__Task instructions__: In the study notes below, explain why the 'counterexample' offers no guarantee of independence, in one to three sentences.

=== Exercise text ===

Back to haptic mathematics!
Joint Distributions
I tried to visualize the way the Jacobian quantifies the stretching of space, because we use it in the ‘change of variables’ transformation formula.
I somewhat understand how the ‘green rectangle’ slightly overshoots the amount of space taken up by the new parallelogram, with the ‘red rectangle’ providing a necessary correction. I currently lack a rigorous proof beyond this intuition, though.
Naturally, I then tried finding the new joint PDF following a ‘change of variables’ transformation. My biggest oversight was failing to consider a) the support of the original RVs, and b) the support of the new RVs. For example, when we have U = X / (X + Y), now U will only have support (0,1).
There’s also this matter of recognizing the distribution at the end. I think I really need to drill recognizing distributions and their CDFs, PDFs, MGFs (and what else?). In this case, we see the PDF of Gamma(2, λ) at the end!
But I had practically forgotten the Gamma distribution, (and that the exponential is a Gamma with ‘shape’ r (I did remember that Gamma generalizes exponential, but not how exactly).
I then looked at a ‘counterexample’ where we can’t guarantee independence, because support for the PDF is limited (to |w| < v).
We practice marginalization: holding one variable fixed while integrating over the other. Here, holding w fixed gives the constraints/bounds/limits on v.

Conditional Distributions
In cases with uniform distribution over some area, it’s very easy to work in terms of the underlying area. Here, we can use area to find the CDF, differentiate CDF to find the PDF, and apply integration to find expectation of this continuous variable.
Conditional distributions can get pretty confusing. I asked Claude to throw me a few problems (good practice!). It turns out I wasn’t great at identifying limits of integration, initially.
I also failed to recognize a shifted exponential. Noted: I also need to drill recognizing shifted distributions, as well as special cases (like where some parameter is set to 1, rendering the final form fairly simple).
Distribution Drills
Claude drilled me on distributions, and I realized I don’t need normalizing constant when recognizing what shape a distribution takes.
It’s past 19:30, so I can head back into exploration! On the plane last night, I was re-reading ‘Embedded Agency’. It’s a pretty good lit review. There exist other gems, particularly in the footnotes.

=== Information given ===

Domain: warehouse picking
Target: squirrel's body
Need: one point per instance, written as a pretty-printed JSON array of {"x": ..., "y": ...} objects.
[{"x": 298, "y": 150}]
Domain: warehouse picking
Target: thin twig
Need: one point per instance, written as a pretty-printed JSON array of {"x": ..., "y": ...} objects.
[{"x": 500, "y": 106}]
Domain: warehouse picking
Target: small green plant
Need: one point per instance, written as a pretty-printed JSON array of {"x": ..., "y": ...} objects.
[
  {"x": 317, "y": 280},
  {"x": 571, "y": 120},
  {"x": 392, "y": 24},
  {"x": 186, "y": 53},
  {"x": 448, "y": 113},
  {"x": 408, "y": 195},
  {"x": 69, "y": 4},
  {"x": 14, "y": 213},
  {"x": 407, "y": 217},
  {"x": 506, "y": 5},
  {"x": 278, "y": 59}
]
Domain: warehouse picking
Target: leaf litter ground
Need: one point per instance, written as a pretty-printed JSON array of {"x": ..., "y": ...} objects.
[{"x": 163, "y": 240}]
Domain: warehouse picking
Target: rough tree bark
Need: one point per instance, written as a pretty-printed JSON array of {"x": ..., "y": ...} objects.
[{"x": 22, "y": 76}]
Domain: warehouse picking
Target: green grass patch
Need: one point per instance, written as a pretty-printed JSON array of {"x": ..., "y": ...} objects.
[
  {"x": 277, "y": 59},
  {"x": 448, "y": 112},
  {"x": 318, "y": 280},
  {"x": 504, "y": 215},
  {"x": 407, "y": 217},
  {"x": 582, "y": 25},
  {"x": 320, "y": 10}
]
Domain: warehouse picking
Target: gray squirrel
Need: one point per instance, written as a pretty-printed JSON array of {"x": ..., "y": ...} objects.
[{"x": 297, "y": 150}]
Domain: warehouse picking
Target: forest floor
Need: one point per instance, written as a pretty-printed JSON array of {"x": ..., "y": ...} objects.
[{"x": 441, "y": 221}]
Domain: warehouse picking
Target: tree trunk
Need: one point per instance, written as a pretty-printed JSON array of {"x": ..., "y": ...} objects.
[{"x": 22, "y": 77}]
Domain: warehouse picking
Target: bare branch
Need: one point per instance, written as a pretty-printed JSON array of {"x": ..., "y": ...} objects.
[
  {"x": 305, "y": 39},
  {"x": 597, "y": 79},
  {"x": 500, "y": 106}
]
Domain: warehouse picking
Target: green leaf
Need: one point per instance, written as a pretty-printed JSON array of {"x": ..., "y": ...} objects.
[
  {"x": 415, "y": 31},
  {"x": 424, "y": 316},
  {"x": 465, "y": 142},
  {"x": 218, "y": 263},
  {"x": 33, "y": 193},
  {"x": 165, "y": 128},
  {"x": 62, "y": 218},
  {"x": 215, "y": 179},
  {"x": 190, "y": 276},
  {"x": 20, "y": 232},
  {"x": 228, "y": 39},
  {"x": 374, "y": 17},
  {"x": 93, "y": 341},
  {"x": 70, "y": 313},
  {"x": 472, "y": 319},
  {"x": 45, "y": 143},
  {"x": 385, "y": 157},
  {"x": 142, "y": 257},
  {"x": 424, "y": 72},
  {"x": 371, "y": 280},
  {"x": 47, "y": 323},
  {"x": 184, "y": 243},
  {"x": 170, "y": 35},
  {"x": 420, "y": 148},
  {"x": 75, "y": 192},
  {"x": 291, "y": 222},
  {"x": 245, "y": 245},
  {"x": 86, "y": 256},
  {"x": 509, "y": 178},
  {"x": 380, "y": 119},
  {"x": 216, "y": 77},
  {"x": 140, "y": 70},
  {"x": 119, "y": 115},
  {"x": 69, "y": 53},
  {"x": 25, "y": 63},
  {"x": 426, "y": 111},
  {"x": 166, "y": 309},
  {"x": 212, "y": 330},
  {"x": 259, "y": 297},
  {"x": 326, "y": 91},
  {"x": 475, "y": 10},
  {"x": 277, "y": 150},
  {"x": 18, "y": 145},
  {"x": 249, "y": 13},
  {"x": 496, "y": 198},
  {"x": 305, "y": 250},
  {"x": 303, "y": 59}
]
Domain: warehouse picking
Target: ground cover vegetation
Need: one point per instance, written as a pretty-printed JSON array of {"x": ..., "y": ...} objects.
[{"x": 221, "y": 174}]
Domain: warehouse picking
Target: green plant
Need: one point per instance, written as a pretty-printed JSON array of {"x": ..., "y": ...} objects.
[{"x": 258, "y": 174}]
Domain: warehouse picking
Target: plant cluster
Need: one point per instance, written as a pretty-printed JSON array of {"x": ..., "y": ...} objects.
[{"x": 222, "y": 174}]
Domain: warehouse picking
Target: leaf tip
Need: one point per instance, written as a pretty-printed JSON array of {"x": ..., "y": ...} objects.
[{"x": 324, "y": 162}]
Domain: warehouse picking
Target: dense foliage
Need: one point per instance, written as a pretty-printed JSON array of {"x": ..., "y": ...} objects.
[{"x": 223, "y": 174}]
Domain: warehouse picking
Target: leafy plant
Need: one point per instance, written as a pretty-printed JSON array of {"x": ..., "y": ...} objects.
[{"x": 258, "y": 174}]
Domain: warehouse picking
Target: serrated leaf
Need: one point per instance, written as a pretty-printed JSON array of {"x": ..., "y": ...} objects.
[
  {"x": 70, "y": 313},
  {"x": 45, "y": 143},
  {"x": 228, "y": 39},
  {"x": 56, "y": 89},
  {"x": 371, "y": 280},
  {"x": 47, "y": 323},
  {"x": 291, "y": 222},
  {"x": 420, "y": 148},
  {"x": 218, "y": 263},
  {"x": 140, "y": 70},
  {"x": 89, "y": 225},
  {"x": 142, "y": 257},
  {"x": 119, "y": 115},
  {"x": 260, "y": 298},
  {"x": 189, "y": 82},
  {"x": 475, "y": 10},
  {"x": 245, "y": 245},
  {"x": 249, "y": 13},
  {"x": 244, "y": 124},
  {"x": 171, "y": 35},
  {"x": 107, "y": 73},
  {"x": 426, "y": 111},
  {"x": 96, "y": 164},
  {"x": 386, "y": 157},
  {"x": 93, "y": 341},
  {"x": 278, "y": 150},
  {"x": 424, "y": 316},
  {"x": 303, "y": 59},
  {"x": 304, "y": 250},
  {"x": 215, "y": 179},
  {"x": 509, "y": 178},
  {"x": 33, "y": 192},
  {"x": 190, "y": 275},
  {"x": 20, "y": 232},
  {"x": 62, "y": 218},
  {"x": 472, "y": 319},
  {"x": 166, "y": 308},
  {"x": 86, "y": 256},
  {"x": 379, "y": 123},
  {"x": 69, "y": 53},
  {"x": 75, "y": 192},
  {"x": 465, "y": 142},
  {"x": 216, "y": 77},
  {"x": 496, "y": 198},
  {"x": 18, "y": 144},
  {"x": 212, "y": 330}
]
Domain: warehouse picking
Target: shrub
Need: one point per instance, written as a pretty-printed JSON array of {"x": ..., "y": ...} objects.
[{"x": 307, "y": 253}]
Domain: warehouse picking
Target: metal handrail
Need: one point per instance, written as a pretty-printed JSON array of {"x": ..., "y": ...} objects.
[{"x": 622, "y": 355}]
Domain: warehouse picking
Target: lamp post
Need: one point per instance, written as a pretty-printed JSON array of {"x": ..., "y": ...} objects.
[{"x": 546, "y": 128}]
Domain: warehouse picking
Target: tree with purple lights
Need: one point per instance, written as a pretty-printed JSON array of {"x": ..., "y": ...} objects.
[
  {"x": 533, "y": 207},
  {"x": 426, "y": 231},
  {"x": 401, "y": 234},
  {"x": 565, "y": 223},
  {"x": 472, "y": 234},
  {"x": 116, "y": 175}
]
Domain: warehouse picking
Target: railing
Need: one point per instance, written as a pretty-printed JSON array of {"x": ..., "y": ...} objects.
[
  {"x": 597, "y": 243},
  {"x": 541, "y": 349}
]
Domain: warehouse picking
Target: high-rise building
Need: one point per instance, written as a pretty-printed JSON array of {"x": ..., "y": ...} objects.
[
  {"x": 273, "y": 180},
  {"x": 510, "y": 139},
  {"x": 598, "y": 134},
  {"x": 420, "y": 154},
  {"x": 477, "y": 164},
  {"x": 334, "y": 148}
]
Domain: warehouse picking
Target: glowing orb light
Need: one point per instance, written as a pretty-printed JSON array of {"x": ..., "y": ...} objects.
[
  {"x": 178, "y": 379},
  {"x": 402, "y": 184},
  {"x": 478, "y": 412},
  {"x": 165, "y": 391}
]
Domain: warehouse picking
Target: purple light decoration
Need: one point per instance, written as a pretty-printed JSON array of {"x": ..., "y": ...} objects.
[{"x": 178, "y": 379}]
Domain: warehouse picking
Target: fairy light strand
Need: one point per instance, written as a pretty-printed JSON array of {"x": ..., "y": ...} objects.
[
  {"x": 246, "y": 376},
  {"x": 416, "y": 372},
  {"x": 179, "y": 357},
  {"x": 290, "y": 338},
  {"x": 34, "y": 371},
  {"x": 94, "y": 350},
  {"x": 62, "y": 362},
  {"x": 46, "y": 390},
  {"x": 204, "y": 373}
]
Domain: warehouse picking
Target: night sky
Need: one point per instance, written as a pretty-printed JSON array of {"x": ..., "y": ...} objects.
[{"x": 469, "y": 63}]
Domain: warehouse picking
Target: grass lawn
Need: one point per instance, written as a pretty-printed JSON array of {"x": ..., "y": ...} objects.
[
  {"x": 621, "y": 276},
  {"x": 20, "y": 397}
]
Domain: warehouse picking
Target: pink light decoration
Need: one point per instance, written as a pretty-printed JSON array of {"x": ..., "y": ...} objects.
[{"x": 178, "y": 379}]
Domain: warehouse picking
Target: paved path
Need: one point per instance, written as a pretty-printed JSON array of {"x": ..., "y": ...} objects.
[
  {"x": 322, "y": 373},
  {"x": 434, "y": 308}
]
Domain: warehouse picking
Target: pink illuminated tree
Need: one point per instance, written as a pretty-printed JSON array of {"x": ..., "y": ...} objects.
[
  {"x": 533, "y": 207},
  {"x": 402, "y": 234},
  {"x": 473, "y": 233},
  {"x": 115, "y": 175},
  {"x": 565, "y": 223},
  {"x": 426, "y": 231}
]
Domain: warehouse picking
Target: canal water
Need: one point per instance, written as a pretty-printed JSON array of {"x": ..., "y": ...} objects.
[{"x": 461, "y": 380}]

===

__Written answer__: Independence can't be guaranteed there because the support of the PDF is limited, to |w| < v.